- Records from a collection
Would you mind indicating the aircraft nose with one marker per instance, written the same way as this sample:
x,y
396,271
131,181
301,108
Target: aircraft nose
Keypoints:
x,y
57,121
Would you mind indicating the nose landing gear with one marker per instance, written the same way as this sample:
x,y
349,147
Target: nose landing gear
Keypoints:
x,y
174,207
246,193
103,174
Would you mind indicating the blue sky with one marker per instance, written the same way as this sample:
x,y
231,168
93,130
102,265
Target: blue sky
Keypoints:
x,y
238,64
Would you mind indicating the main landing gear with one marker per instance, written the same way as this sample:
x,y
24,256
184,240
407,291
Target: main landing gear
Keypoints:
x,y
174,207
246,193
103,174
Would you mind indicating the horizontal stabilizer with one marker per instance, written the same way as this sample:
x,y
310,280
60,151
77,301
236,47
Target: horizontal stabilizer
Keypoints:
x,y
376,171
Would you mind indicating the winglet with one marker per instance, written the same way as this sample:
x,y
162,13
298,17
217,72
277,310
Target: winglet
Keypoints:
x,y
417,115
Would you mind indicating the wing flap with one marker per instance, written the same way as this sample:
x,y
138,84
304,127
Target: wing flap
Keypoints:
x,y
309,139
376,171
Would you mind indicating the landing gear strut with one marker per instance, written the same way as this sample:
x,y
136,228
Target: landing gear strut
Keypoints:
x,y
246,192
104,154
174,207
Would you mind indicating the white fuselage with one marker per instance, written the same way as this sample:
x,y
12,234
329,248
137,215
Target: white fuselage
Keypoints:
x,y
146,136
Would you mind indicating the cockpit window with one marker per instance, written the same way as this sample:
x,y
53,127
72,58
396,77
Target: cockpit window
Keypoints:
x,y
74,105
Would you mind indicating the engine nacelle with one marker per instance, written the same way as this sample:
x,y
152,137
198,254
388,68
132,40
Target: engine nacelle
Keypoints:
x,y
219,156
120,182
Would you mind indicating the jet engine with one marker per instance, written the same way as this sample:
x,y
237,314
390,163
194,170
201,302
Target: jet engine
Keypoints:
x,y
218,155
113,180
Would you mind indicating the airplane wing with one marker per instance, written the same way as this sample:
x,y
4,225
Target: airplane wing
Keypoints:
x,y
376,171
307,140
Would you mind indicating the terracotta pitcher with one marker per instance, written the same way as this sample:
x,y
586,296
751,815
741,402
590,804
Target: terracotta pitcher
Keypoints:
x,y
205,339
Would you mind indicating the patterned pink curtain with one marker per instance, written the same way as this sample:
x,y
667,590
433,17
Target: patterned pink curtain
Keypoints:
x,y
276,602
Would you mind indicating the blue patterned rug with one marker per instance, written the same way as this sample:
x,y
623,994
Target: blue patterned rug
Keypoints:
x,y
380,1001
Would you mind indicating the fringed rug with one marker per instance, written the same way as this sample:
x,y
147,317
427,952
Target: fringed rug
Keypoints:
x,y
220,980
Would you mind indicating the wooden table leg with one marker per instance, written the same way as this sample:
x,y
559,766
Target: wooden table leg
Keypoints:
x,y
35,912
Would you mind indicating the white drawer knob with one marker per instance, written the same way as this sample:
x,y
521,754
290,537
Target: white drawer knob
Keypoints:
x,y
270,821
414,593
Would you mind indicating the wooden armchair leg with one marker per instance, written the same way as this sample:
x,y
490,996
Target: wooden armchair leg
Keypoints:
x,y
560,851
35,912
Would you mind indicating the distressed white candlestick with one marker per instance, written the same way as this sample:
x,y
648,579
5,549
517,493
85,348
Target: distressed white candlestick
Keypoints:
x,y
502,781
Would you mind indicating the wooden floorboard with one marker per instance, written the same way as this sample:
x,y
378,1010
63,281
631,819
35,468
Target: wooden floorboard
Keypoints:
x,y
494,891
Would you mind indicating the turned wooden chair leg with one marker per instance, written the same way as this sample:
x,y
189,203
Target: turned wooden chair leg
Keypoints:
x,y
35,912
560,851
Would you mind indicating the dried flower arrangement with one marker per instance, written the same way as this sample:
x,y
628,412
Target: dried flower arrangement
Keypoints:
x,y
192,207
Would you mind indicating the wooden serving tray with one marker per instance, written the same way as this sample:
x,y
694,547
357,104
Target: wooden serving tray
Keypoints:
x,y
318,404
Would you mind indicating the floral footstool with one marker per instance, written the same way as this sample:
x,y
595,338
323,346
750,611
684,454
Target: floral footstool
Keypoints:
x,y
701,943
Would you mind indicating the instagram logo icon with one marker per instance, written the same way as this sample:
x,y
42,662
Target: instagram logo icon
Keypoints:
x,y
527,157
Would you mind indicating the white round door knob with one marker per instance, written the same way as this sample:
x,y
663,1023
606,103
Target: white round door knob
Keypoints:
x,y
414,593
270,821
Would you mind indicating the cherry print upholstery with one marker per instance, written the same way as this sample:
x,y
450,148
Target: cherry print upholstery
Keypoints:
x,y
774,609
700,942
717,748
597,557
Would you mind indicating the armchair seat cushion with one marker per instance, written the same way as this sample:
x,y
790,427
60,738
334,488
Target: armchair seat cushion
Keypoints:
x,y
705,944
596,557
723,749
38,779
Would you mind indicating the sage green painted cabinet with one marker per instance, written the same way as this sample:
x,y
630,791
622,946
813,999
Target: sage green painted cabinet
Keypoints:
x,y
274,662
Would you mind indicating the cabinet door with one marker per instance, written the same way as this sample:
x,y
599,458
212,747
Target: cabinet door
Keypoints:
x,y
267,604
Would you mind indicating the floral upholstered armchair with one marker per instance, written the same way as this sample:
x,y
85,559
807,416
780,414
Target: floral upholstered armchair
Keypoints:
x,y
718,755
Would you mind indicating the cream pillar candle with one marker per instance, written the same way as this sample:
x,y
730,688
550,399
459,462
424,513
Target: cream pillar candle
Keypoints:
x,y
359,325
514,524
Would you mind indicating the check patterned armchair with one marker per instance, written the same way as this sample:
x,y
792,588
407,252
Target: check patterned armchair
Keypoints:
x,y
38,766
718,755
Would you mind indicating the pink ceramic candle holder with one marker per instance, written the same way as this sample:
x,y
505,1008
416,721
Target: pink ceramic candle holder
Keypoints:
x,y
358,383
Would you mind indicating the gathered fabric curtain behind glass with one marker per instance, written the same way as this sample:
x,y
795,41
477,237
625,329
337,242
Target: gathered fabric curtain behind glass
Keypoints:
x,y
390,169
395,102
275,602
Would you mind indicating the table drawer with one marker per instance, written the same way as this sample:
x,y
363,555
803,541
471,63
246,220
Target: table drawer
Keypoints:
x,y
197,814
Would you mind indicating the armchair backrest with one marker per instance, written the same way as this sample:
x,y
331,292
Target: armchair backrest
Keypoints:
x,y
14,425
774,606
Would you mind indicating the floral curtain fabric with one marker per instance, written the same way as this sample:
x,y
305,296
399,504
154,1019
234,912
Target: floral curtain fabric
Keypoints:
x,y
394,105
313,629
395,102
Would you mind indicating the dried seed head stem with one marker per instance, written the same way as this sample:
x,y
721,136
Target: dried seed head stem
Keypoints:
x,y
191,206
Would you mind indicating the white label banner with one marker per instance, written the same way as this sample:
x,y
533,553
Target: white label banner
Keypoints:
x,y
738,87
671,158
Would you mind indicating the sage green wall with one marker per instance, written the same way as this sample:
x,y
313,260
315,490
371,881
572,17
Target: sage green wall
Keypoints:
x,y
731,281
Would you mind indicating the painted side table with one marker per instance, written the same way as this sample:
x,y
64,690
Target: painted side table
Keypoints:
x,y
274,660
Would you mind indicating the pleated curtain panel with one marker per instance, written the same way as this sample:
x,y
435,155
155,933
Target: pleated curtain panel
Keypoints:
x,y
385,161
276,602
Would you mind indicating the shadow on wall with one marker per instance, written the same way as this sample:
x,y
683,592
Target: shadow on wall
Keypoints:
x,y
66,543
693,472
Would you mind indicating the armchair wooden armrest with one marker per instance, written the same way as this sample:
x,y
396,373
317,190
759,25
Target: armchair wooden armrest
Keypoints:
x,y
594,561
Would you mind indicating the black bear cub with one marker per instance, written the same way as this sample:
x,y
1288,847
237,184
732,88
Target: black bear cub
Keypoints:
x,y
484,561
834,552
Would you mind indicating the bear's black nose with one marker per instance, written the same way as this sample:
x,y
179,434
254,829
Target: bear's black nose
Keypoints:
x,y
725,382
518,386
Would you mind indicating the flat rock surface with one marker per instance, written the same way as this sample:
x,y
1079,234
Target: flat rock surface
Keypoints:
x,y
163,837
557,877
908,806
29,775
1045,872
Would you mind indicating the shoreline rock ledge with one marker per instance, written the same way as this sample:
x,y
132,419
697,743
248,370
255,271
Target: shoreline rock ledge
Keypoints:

- To do
Would you please copy all lines in the data that contain the word "door"?

- Solution to the exercise
Would you mind indicating the white round door knob with one marker per instance, written the same way as this sample:
Target: white round door knob
Would you mind indicating the cabinet door with one marker per instance, written the same way as this sample:
Target: cabinet door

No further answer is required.